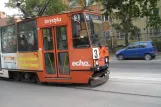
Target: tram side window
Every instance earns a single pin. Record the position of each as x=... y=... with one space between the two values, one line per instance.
x=79 y=31
x=48 y=40
x=8 y=41
x=27 y=36
x=61 y=38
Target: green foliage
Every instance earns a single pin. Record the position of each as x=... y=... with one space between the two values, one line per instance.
x=34 y=6
x=10 y=20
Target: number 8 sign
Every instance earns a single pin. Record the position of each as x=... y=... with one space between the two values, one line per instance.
x=95 y=53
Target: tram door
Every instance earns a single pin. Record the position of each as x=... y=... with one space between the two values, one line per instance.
x=56 y=52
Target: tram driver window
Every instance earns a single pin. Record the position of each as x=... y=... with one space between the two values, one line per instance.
x=8 y=39
x=79 y=31
x=27 y=36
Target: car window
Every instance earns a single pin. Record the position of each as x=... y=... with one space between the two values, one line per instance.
x=133 y=45
x=153 y=44
x=143 y=45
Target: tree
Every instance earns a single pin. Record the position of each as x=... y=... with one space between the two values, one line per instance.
x=34 y=6
x=127 y=11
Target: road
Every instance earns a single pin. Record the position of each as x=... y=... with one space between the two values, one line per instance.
x=130 y=85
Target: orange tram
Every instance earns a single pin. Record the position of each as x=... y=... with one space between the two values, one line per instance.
x=62 y=48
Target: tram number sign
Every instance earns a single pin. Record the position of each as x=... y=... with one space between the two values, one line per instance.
x=95 y=53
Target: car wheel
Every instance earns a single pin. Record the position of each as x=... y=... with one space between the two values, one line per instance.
x=120 y=57
x=148 y=57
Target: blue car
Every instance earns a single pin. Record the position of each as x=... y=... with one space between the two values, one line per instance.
x=142 y=49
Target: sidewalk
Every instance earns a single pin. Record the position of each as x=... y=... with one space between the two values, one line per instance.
x=157 y=60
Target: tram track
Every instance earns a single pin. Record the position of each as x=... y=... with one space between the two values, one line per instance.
x=89 y=88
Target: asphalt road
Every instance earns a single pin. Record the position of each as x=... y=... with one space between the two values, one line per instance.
x=130 y=85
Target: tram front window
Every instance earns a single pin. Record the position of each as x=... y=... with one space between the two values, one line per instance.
x=95 y=26
x=79 y=31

**Brief**
Every record above must reappear exactly in the answer, minus its pictures.

**Task result**
Target: tram side window
Every instance earns a single pin. Record the position of each as x=... y=... with one space between the two values, one line per instance.
x=79 y=31
x=48 y=40
x=8 y=41
x=27 y=36
x=61 y=38
Target: green foliage
Every instance earns a single pin. Record the position of each as x=... y=... with one space between the two values, one line per instance.
x=34 y=6
x=10 y=20
Target: number 8 sign
Every instance earns a single pin. Record the position of each as x=... y=... with one space between the two values, one line per instance.
x=95 y=53
Target: tram door
Every instance earns a single pin. Record the position of each as x=... y=... with one space between the two values, one line per instance.
x=56 y=52
Target: tram driver window
Every instance earns a single pin. Record the position of each as x=... y=... with one space between the two values, one line per instance.
x=8 y=39
x=79 y=31
x=27 y=36
Target: car window
Every instance earns a single pin. Record the position of each as x=... y=... with one space between the two values, one line per instance.
x=133 y=45
x=153 y=44
x=143 y=45
Target: tree
Every instance earns a single pin. Record the position of each as x=... y=... with one space between the two values, one line per instance.
x=34 y=6
x=127 y=11
Target: road
Every instance earns a single pin. Record the position of each as x=... y=... with one space between the two values, one line per instance.
x=130 y=85
Target: orange tram
Every instance earns a single pin. Record the position of each as x=... y=... with one space between the two values, one line per instance.
x=62 y=48
Target: tram number sign
Every instance earns a single pin. Record the position of each as x=... y=... with one space between the two values, one line per instance.
x=95 y=53
Target: car wheel
Every instance earns a single pin. Record the position of each as x=... y=... with one space between the two values, one line per instance.
x=120 y=57
x=148 y=57
Target: blue car
Every instance earns a single pin. Record the position of each as x=... y=... with one space between the two values, one line per instance.
x=142 y=49
Target: sidewalk
Every instance earns a single pin. Record the position of each as x=... y=... with one space between the two values, one line per instance.
x=157 y=60
Target: tram track
Every instance earns a single pin. Record the position of each as x=... y=... with one space between the two values, one line per instance.
x=89 y=88
Target: asphalt road
Every instance earns a single pin. Record the position of each as x=... y=... with one space between the two values, one line per instance.
x=130 y=85
Target: tram front window
Every instance earns a single pin. Record the position of each as x=... y=... with one space between the two values, one line per instance.
x=95 y=26
x=79 y=31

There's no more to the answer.